▼▼▼

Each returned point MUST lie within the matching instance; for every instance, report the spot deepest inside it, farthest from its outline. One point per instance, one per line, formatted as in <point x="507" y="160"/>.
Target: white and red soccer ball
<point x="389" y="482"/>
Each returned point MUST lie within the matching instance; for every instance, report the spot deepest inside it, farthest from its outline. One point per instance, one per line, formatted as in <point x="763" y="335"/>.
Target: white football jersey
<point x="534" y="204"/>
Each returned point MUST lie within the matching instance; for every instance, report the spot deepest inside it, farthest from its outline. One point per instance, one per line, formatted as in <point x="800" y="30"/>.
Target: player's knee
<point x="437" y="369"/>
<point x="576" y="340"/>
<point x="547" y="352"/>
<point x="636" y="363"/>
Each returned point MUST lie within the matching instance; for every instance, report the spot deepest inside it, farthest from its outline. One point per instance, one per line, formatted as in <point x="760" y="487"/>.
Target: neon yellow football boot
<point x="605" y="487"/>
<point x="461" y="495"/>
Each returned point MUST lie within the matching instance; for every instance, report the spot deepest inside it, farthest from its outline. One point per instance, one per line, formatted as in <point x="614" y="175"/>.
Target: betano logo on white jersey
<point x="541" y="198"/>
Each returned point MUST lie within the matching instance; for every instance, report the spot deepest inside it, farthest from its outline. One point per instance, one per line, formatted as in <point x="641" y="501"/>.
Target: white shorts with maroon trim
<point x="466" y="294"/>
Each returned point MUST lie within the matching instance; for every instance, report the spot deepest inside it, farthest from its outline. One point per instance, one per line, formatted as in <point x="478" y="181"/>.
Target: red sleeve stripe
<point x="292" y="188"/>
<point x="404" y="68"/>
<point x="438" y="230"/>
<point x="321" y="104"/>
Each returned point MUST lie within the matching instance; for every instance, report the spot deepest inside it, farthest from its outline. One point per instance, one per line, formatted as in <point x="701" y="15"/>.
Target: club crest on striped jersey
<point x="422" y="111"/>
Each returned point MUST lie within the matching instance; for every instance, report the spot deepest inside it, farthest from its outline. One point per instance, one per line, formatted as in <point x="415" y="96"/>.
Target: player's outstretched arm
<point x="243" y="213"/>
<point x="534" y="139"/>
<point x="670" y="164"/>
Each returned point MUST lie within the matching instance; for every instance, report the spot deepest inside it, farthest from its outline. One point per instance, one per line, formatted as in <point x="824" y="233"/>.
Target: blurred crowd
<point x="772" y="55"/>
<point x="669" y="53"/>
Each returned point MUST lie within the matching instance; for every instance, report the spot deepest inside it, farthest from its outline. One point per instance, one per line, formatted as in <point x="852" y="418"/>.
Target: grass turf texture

▲▲▲

WORK ORDER: Down to the last line, repeat the data exactly.

RESPONSE:
Each returned point MUST lie within the matching instance; for every instance, report the spot deepest inside it, farthest from its outline. One point per instance, one per line, formatted as in <point x="507" y="160"/>.
Target: white and red soccer ball
<point x="389" y="482"/>
Each returned point MUST lie within the matching instance; for every instance, report the spot deepest inside it, farthest from its outline. One point per instance, one per line, formatted as in <point x="763" y="335"/>.
Target: white football jersey
<point x="534" y="204"/>
Each returned point MUST lie within the matching instance; for every instance, report the spot deepest inside it, farthest from its outline. One point per instance, one per line, formatted as in <point x="800" y="30"/>.
Target: player's knee
<point x="437" y="369"/>
<point x="576" y="340"/>
<point x="547" y="352"/>
<point x="636" y="363"/>
Each returned point MUST lie within the matching instance; for every instance, report the spot deepest inside it, farthest from its outline. One point per instance, one per line, formatted as in <point x="760" y="487"/>.
Target: neon yellow football boot
<point x="605" y="487"/>
<point x="461" y="495"/>
Each returned point MUST lie within the matching instance; for every instance, report the spot deepest inside it, farthest from its outline. One point per instance, one per line, formatted as in <point x="614" y="175"/>.
Target: betano logo on white jersey
<point x="541" y="198"/>
Each returned point MUST lie within the matching instance; for every instance, report the spot deepest inside it, farthest from its outline. One point per instance, one per line, formatted as in <point x="641" y="501"/>.
Target: white shorts with maroon trim
<point x="466" y="294"/>
Each returned point MUST lie within the matching instance; for every instance, report the spot deepest inside it, farthest from its outline. One point per instance, one per line, formatted as in <point x="478" y="181"/>.
Target: red sleeve stripe
<point x="292" y="188"/>
<point x="404" y="68"/>
<point x="438" y="230"/>
<point x="321" y="104"/>
Each returned point MUST lie within the matching instance; for every instance, report the spot deepest inside it, farthest from its outline. One point per instance, one per line, formatted as in <point x="701" y="15"/>.
Target: club crest on striped jersey
<point x="422" y="111"/>
Each returned point MUST lie within the matching instance; for every instance, report the spot deepest inside it, farthest from its outline. One point per instance, one per line, formatted as in <point x="415" y="96"/>.
Target: player's outstretched arm
<point x="243" y="213"/>
<point x="534" y="139"/>
<point x="670" y="164"/>
Each returned point MUST lie within the matching instance; for every instance, report the spot deepest inside it, farthest from its outline. One point per instance, one per line, formatted as in <point x="824" y="233"/>.
Target: blurred crowd
<point x="772" y="55"/>
<point x="669" y="53"/>
Each returned point MUST lie within the matching instance; for every instance, report the spot deepest inside it, farthest from its outline. One point per instance, one per line, formatted as in <point x="852" y="418"/>.
Target: grass turf texture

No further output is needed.